PROVIDED PASSAGE ::

While European countries and the U.S. are battling second and third waves of the coronavirus, other hard-hit nations – namely India and Brazil – have seen the number of newly registered coronavirus cases ebb.
As shown in our chart with data from the European CDC, the two nations started their outbreaks later than the EU and the U.S. and did not manage to dent the growth of infections majorly throughout much of the summer, resulting in a more continuous growth – and decline – of infection numbers.
According to the Washington Post, considerable levels of India’s urban populations – for example in Delhi or Mumbai – have been acquiring antibodies, leading to a decline in new cases. Yet, the number of new infections, still standing at around 50,000 a day, continues to pose a challenge to health systems. Pockets of immunity do not mean that countries cannot experience a second wave of the virus, however. According to the reporting, the upcoming festival season and colder weather in some parts of India could cause infections to spike again. Bhramar Mukherjee, a biostatistician at the University of Michigan who studies the Indian coronavirus outbreak, said she was expecting another peak. Epidemiologists see new outbreaks potentially involving less immune rural populations.

DATA SHOWN ::
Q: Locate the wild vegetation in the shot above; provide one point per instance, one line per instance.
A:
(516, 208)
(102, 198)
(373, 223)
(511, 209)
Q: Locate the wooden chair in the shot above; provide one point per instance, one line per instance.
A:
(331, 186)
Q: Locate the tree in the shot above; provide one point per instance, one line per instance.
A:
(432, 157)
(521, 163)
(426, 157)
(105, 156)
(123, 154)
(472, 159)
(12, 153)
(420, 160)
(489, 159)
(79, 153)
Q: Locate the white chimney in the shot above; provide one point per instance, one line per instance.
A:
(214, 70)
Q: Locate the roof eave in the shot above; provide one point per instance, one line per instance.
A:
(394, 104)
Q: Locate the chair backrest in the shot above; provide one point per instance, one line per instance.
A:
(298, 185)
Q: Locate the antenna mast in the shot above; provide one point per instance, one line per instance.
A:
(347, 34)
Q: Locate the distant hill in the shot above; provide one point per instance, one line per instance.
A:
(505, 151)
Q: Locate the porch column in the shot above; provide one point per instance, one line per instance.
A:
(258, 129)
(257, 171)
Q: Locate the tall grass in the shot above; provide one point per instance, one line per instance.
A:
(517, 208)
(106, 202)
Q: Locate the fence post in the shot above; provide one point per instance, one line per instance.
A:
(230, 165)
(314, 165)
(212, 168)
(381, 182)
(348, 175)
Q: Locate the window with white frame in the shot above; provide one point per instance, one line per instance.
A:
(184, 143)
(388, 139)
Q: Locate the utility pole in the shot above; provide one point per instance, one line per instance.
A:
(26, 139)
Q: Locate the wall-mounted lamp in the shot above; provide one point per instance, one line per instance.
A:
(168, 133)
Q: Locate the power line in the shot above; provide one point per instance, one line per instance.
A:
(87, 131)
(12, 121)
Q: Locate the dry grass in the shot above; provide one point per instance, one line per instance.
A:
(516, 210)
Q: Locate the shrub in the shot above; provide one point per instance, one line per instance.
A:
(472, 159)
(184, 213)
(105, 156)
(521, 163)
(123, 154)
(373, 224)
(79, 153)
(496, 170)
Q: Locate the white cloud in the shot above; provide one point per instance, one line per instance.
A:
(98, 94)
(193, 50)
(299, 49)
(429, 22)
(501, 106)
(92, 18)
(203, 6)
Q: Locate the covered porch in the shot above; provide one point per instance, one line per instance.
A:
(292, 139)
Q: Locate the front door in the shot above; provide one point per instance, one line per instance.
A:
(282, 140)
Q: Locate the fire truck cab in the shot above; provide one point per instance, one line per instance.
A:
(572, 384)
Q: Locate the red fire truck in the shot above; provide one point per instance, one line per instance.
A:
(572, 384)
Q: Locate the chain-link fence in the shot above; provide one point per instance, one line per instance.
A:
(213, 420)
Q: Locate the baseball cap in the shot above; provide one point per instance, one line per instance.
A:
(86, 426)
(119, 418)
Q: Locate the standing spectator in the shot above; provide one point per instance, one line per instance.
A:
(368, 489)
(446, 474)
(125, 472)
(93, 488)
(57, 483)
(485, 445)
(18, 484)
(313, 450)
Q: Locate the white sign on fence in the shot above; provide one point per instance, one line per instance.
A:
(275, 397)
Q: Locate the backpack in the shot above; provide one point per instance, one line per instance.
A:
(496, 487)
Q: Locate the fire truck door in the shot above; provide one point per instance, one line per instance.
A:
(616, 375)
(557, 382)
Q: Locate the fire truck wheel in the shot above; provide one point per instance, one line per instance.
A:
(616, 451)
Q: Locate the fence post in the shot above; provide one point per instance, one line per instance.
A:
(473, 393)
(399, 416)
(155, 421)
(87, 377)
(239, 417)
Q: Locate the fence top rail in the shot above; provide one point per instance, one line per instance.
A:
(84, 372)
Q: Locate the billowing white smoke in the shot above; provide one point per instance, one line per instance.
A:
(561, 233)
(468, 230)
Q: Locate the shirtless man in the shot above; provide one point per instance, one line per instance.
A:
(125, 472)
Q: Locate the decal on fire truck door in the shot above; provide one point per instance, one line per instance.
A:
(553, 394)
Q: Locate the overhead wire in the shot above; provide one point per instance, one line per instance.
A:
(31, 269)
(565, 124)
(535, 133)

APPLY WHAT YOU READ ::
1 – Summarize the coronavirus article in two sentences.
2 – According to the coronavirus article, why could infections in India spike again? Answer in one to three sentences.
3 – Please extend the coronavirus article from its last sentence.
The items are separate material, unrelated to the coronavirus article.

ANSWERS IN ORDER ::
1 – While Europe and the U.S. face second and third coronavirus waves, India and Brazil, whose outbreaks began later and grew more continuously, have seen new cases ebb. In India, antibodies acquired by urban populations have helped bring cases down, though about 50,000 new infections a day still strain health systems and a second wave remains possible.

2 – The upcoming festival season and colder weather in some parts of India could drive infections up again. Epidemiologists also see new outbreaks potentially involving rural populations that are less immune.

3 –
Brazil, a southern hemisphere country, is heading into the summer season. This has been credited with some relief on the coronavirus front by Reuters, in addition to immunity acquired in some localities. Underreporting remains a problem in Brazil, suggesting that the outbreak – through peaks and lows – is larger than reported. While the U.S. and the EU are home to around 330 million and 450 million people, respectively, 1.35 billion live in India and 210 million in Brazil.